* WRITTEN INSTRUCTION
Copy the rows starting at the very beginning and ending at the line that contains "Mark the region of every instance of the green hillside.", changing "pixels" to "normalized" and leaving everything else the same.

------ RECORDED INFORMATION

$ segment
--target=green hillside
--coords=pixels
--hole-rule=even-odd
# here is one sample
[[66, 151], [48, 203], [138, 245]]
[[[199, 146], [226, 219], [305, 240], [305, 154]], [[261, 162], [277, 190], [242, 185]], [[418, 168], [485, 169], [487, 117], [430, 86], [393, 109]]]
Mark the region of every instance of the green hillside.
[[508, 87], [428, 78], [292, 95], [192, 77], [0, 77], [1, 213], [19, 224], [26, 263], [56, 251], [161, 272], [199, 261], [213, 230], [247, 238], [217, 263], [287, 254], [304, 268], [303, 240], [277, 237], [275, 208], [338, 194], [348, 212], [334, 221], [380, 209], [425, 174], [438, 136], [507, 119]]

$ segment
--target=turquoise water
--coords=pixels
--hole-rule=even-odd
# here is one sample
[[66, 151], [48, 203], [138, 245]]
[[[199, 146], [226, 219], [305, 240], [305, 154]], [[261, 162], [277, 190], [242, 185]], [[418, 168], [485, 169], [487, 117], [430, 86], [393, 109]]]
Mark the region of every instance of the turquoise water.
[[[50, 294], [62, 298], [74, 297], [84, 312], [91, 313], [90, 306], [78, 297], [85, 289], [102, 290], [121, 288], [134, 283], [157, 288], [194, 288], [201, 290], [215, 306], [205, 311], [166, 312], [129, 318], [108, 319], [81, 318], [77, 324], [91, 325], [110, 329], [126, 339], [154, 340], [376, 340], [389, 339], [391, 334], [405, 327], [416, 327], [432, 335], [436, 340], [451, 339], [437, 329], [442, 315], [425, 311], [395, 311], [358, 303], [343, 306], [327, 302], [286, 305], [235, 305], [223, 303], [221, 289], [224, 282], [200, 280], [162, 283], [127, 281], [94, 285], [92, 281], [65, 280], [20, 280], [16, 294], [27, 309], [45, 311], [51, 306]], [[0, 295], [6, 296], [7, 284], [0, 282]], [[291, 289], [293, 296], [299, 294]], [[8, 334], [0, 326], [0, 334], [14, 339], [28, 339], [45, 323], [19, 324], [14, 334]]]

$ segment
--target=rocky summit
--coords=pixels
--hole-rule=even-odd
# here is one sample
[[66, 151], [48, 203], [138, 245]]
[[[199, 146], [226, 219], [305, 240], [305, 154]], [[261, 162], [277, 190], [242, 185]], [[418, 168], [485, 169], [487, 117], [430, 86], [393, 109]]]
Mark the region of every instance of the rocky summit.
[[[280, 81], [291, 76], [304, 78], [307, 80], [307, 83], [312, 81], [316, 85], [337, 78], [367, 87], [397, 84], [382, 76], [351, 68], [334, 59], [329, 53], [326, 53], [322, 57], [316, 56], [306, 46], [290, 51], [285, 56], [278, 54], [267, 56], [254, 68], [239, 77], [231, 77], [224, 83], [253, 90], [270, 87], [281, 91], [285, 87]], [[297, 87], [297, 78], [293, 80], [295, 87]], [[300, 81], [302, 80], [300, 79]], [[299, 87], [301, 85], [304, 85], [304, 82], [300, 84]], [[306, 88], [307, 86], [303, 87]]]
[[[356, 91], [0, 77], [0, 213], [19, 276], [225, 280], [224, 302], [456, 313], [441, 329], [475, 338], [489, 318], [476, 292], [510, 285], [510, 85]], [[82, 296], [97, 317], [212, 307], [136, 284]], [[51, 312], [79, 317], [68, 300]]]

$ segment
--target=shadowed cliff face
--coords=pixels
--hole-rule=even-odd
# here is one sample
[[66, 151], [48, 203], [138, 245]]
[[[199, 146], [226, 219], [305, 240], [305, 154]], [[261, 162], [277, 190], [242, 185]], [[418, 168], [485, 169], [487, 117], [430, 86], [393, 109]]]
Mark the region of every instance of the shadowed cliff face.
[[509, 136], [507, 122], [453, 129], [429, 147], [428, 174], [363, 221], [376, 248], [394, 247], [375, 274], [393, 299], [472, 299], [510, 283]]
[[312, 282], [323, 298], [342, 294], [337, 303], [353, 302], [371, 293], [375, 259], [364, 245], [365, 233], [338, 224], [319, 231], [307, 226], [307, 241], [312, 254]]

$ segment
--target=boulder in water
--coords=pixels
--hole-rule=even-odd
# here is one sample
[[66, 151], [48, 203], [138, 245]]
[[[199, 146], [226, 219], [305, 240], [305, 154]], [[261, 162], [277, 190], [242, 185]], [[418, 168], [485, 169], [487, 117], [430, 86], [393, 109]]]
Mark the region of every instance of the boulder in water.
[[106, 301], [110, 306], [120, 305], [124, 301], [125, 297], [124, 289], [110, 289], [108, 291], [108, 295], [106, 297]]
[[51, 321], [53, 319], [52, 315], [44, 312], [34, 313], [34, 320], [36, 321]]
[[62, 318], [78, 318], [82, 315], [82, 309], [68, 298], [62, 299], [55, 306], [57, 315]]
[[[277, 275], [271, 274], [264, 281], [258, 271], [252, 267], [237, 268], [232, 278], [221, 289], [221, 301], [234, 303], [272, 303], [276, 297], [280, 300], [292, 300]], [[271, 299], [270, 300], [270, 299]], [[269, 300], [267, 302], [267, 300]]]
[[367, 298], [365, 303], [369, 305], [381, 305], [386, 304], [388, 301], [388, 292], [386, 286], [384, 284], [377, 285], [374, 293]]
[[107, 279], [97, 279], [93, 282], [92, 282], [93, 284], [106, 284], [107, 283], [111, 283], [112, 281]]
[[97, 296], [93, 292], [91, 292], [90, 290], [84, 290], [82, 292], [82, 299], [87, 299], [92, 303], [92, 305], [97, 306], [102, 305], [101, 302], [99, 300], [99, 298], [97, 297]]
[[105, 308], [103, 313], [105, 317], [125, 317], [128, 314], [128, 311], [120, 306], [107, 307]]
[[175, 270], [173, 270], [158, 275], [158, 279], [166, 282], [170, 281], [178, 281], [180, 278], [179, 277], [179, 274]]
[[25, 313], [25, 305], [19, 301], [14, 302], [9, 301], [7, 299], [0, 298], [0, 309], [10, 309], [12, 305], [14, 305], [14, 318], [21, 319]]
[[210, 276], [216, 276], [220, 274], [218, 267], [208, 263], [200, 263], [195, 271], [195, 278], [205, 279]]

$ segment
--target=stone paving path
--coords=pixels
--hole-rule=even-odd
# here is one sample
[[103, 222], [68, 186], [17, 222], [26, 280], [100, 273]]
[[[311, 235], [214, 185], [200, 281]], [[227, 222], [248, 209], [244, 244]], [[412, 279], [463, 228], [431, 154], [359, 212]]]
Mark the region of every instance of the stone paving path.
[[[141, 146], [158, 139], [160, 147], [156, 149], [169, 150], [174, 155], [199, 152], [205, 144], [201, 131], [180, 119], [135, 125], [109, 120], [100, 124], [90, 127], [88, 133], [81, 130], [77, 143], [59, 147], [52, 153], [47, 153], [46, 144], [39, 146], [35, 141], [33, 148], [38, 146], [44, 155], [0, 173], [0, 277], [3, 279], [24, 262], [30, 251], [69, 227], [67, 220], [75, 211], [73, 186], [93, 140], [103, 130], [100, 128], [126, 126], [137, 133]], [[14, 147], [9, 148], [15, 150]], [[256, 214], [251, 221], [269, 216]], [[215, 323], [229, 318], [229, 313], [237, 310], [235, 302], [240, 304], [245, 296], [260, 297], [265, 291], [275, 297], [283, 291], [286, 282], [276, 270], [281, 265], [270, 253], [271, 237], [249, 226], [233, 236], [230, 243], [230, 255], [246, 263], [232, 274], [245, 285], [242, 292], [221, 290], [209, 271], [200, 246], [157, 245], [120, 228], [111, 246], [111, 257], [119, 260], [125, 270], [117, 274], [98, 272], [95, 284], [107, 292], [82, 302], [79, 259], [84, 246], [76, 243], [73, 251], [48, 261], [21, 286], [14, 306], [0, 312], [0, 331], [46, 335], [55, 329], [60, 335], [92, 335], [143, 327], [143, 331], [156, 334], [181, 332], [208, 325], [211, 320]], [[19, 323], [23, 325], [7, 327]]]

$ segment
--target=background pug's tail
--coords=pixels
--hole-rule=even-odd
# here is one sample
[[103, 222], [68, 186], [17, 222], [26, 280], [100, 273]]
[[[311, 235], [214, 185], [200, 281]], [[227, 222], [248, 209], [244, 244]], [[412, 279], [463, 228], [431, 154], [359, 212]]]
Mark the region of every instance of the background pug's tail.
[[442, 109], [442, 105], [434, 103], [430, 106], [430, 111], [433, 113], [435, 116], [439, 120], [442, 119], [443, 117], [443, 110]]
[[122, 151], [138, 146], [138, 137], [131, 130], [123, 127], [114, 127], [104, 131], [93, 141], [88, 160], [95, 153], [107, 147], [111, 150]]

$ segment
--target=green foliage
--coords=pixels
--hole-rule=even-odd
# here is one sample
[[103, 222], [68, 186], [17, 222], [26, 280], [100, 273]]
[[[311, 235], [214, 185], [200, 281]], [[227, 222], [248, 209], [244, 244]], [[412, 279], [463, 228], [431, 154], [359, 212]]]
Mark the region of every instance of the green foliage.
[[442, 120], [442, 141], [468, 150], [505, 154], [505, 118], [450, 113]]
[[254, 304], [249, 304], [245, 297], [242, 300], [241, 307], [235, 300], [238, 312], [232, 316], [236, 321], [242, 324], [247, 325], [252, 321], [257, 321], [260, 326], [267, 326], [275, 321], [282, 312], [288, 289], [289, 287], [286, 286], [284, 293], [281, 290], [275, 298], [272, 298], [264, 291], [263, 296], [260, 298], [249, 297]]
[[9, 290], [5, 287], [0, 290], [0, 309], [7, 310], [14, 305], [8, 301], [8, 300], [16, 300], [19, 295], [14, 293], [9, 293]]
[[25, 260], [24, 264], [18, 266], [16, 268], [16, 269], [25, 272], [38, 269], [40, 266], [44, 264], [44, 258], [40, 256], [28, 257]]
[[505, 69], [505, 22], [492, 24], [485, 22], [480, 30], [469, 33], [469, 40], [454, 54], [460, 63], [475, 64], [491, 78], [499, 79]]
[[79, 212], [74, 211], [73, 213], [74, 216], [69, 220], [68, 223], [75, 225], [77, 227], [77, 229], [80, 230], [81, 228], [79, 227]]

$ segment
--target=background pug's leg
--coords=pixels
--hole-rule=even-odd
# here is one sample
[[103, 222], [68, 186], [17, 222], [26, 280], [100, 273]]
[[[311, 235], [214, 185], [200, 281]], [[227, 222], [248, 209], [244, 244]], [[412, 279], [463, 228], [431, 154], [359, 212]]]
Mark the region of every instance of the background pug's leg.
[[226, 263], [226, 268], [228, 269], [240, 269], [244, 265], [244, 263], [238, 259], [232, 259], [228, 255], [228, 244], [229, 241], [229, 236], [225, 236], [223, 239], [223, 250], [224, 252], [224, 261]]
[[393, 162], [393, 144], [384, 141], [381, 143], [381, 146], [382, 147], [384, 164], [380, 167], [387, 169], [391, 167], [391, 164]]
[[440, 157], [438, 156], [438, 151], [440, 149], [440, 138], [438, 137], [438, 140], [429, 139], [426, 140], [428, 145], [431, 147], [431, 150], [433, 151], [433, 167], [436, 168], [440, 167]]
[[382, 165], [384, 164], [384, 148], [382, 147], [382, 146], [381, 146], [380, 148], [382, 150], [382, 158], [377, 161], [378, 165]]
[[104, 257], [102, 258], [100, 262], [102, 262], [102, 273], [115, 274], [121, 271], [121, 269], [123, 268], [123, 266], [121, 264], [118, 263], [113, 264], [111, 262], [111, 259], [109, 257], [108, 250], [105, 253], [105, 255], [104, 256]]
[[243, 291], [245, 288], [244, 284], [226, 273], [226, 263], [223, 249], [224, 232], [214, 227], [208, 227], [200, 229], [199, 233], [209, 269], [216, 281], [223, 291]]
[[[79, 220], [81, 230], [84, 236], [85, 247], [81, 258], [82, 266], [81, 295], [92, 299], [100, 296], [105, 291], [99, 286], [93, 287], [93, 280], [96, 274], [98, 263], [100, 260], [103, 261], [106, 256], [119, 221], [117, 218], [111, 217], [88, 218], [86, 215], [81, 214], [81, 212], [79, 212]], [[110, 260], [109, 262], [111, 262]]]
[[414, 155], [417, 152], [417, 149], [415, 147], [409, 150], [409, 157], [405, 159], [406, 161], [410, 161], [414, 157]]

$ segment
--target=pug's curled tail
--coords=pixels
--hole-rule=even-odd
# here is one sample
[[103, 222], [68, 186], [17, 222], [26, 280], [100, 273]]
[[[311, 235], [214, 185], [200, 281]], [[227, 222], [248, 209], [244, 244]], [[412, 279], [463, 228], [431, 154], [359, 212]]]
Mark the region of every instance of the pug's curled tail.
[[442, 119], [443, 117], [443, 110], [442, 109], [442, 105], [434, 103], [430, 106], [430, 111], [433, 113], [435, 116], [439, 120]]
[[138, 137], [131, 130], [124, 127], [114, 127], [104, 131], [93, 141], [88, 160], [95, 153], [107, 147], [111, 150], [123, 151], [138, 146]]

------------

* TASK OUTPUT
$ segment
--target=green hillside
--coords=normalized
--hole-rule=even-odd
# here is one sample
[[66, 151], [48, 203], [138, 245]]
[[[199, 146], [226, 219], [305, 240], [305, 154]], [[261, 162], [277, 190], [242, 185]], [[418, 168], [485, 169], [487, 117], [430, 86], [393, 109]]]
Mark the region of every instance of the green hillside.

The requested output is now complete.